**Problem description**
Return the full listing exactly as it is written.

+--

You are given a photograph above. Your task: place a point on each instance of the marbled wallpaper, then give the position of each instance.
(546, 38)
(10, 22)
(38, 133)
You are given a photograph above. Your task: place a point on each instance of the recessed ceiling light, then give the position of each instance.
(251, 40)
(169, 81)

+--

**Exercise output**
You are given a photograph above. Your task: place a point on each instance of the marbled wallpaper, then give the position of each instance.
(546, 38)
(10, 22)
(38, 133)
You are given a photograph above. Your task: place a point on each instance of the recessed ceiling light, then give the position of each instance.
(251, 40)
(169, 81)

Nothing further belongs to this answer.